### GOAL 1
Can you retype the commit message word for word, starting with "Broque Thomas 4b15fe0b75" and going on through "new imports drift."?
### GOAL 2
In the listing, can you switch "weathered" to "crumbling" in the lines starting with the line with "Trace the outline of every instance of the weathered" and going on through the line with "Give the mask of the weathered stone wall.", leaving everything else unchanged and giving back only those lines?

### DOCUMENT EXCERPT
————————
Broque Thomas 4b15fe0b75 Fix album MBID inconsistency: detector + persistent release-MBID cache

Discord report (Samuel [KC]): tracks of the same album sometimes carry
different MUSICBRAINZ_ALBUMID tags, which causes Navidrome (and other
media servers grouping by album MBID) to split the album into multiple
entries. Two-part fix — one for existing libraries, one for the root
cause that lets new imports drift.

Part 1 — Detector + fix action (catches existing dissenters):

`core/repair_jobs/mbid_mismatch_detector.py`:
- New helpers: `_read_album_mbid_from_file` and
  `_write_album_mbid_to_file` use the Picard-standard tag conventions
  (`TXXX:MusicBrainz Album Id` for MP3, `MUSICBRAINZ_ALBUMID` for
  FLAC/OGG, `----:com.apple.iTunes:MusicBrainz Album Id` for MP4).
- New scan phase `_scan_album_mbid_consistency` runs after the
  existing track-MBID scan: groups tracks by DB `album_id`, reads
  each track's embedded album MBID, finds the consensus
  (most-common) MBID via `Counter`, flags dissenters. Tracks without
  an album MBID at all are skipped (they don't break Navidrome —
  only an explicit MBID disagreement does). Albums where MBIDs are
  perfectly tied (no clear consensus) are skipped too — surface as
  a manual decision instead of fixing toward a 1/N tie.
————————
Boundary annotation listing
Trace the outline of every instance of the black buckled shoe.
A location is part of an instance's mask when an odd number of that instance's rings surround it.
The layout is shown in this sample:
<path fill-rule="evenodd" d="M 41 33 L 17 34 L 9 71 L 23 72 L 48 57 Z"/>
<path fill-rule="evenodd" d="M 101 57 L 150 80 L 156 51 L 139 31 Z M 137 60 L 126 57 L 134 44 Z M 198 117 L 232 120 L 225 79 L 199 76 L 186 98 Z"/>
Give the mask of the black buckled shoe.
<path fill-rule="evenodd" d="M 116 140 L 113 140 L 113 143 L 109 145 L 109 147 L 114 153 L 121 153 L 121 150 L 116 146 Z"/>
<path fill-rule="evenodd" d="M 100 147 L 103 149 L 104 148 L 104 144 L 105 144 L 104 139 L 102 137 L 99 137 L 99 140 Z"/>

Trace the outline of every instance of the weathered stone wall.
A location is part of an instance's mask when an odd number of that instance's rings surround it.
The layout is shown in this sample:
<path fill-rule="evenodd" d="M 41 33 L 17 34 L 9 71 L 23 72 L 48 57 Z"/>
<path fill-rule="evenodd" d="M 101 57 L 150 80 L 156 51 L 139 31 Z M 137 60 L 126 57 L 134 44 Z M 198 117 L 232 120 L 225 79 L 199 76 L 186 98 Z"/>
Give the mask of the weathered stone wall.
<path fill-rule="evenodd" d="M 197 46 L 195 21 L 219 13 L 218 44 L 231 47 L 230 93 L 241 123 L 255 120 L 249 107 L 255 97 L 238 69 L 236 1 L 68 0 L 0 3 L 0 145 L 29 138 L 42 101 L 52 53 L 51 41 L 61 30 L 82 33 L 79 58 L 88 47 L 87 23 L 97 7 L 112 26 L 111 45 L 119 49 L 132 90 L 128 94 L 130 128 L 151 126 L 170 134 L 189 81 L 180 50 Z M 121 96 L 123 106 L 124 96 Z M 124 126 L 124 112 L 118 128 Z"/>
————————
### FULL SOLUTION 1
Broque Thomas 4b15fe0b75 Fix album MBID inconsistency: detector + persistent release-MBID cache

Discord report (Samuel [KC]): tracks of the same album sometimes carry
different MUSICBRAINZ_ALBUMID tags, which causes Navidrome (and other
media servers grouping by album MBID) to split the album into multiple
entries. Two-part fix — one for existing libraries, one for the root
cause that lets new imports drift.

### FULL SOLUTION 2
Trace the outline of every instance of the crumbling stone wall.
A location is part of an instance's mask when an odd number of that instance's rings surround it.
The layout is shown in this sample:
<path fill-rule="evenodd" d="M 41 33 L 17 34 L 9 71 L 23 72 L 48 57 Z"/>
<path fill-rule="evenodd" d="M 101 57 L 150 80 L 156 51 L 139 31 Z M 137 60 L 126 57 L 134 44 Z M 198 117 L 232 120 L 225 79 L 199 76 L 186 98 Z"/>
Give the mask of the crumbling stone wall.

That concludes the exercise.